# Directive
How many of the lines below contain the string "mask"? Reply with the number alone.

Extracted records:
####

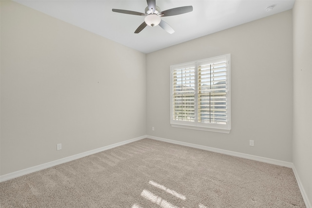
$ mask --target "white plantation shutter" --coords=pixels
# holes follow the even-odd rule
[[[226,124],[226,64],[225,59],[198,63],[198,122]]]
[[[173,119],[195,121],[195,68],[181,66],[173,71]]]
[[[171,66],[173,127],[229,133],[230,55]]]

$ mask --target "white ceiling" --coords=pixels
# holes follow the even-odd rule
[[[144,17],[113,12],[112,9],[144,13],[145,0],[15,1],[144,53],[291,9],[294,3],[294,0],[156,0],[161,11],[192,5],[193,11],[162,18],[176,31],[173,34],[159,26],[147,26],[136,34]],[[274,8],[266,11],[272,5]]]

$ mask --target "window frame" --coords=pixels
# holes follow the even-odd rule
[[[198,63],[203,62],[213,62],[213,60],[225,59],[226,63],[226,109],[227,109],[227,121],[226,124],[214,123],[204,123],[198,122]],[[173,78],[174,70],[179,67],[181,68],[183,66],[194,66],[195,67],[195,121],[194,122],[174,120],[173,106]],[[182,63],[170,66],[170,124],[173,127],[190,129],[195,130],[206,131],[221,133],[229,133],[231,129],[231,54],[212,57],[203,59],[197,60],[186,63]]]

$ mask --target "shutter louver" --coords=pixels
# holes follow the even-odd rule
[[[173,119],[195,121],[195,68],[185,67],[173,71]]]
[[[226,124],[226,63],[198,66],[198,122]]]

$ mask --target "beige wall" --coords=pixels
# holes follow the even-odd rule
[[[312,203],[312,1],[296,0],[292,11],[293,162]]]
[[[0,35],[0,175],[146,134],[145,54],[11,1]]]
[[[147,134],[291,162],[292,29],[289,10],[148,54]],[[226,54],[232,61],[230,134],[171,127],[170,66]]]

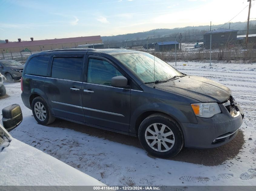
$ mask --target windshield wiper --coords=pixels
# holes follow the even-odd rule
[[[182,76],[178,76],[178,75],[175,75],[175,76],[173,76],[173,77],[172,77],[172,78],[171,78],[168,79],[168,80],[167,80],[167,81],[168,81],[169,80],[172,80],[172,79],[174,79],[175,78],[178,78],[178,77],[183,77],[185,75],[183,75]]]
[[[167,82],[167,80],[165,79],[163,79],[163,80],[156,80],[155,81],[155,84],[157,84],[157,83],[160,83],[160,82]],[[154,81],[150,81],[148,82],[145,82],[144,84],[151,84],[154,83]]]

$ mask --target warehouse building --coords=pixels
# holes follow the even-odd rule
[[[33,38],[30,39],[30,41],[24,41],[18,39],[18,42],[9,42],[6,40],[5,43],[0,43],[0,53],[76,48],[78,45],[87,44],[93,46],[93,44],[102,43],[100,35],[39,40],[34,40]]]
[[[229,44],[236,43],[237,30],[219,28],[204,34],[204,46],[209,49],[211,33],[211,48],[219,48],[227,46]]]
[[[246,35],[238,35],[237,39],[238,44],[242,46],[245,43]],[[256,43],[256,34],[251,34],[248,35],[248,43]]]
[[[179,43],[177,41],[168,41],[168,42],[159,42],[156,43],[155,49],[156,52],[169,52],[175,49],[179,49]]]

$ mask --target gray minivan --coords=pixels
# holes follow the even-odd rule
[[[225,144],[244,117],[228,88],[137,51],[42,51],[28,58],[21,82],[23,102],[38,123],[58,118],[138,136],[160,157],[184,146]]]

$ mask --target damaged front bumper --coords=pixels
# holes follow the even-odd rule
[[[221,113],[211,118],[197,117],[197,124],[181,124],[186,147],[213,148],[234,138],[243,123],[243,110],[232,96],[219,105]]]

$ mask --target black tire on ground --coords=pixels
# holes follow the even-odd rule
[[[158,139],[154,140],[152,139],[152,142],[151,143],[150,142],[151,141],[149,140],[148,139],[147,141],[146,140],[145,138],[146,130],[148,129],[147,129],[148,127],[151,126],[151,125],[154,123],[158,124],[158,125],[157,125],[160,126],[158,126],[158,128],[159,131],[161,129],[161,127],[162,126],[161,126],[162,125],[160,124],[161,124],[165,125],[169,128],[172,132],[173,135],[169,137],[167,136],[165,138],[168,138],[168,139],[167,140],[169,140],[170,138],[172,139],[173,140],[174,139],[175,140],[174,144],[165,142],[164,140],[166,139],[164,139],[160,140],[160,141],[161,141],[161,140],[162,141],[161,143],[158,142],[159,141]],[[152,126],[153,127],[153,126]],[[153,131],[154,131],[154,128],[151,129],[153,129]],[[166,131],[166,132],[168,132],[168,129],[165,128],[165,131]],[[158,135],[158,135],[158,133],[156,135],[153,135],[152,133],[149,133],[149,135],[148,133],[149,132],[147,131],[147,136],[155,136],[154,137],[154,138],[155,138],[155,138],[158,138],[158,137],[159,137]],[[162,133],[160,136],[161,137],[162,135],[164,135],[164,134]],[[174,156],[180,152],[184,145],[184,141],[183,133],[178,123],[169,116],[161,113],[151,115],[143,120],[139,128],[138,136],[141,144],[145,150],[151,155],[161,158],[169,158]],[[162,139],[161,137],[160,137],[160,138]],[[162,149],[162,152],[156,151],[149,145],[148,144],[150,145],[151,143],[152,143],[154,140],[158,142],[155,145],[154,145],[155,146],[155,149],[158,149],[158,143],[160,143],[160,145],[161,145],[160,146]],[[168,151],[167,151],[167,149],[165,149],[165,147],[164,147],[164,145],[162,142],[163,141],[165,144],[166,146],[167,143],[169,148],[171,148]],[[148,144],[148,142],[149,142]],[[165,150],[167,151],[165,151]]]
[[[12,83],[13,82],[13,79],[12,78],[12,77],[11,75],[11,74],[10,73],[7,73],[6,74],[6,79],[8,80],[9,83]]]
[[[44,113],[46,114],[46,117],[44,120],[42,121],[40,120],[36,116],[35,114],[35,105],[37,102],[40,103],[42,104],[44,107],[44,109],[43,109],[43,110],[44,111],[45,111]],[[32,109],[32,112],[33,113],[33,115],[35,119],[39,124],[43,125],[48,125],[53,122],[55,120],[55,118],[52,116],[46,102],[45,102],[45,100],[41,96],[36,97],[32,101],[32,104],[31,104],[31,109]]]
[[[3,85],[0,85],[0,96],[3,96],[6,94],[5,87]]]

####

# Completed exercise
10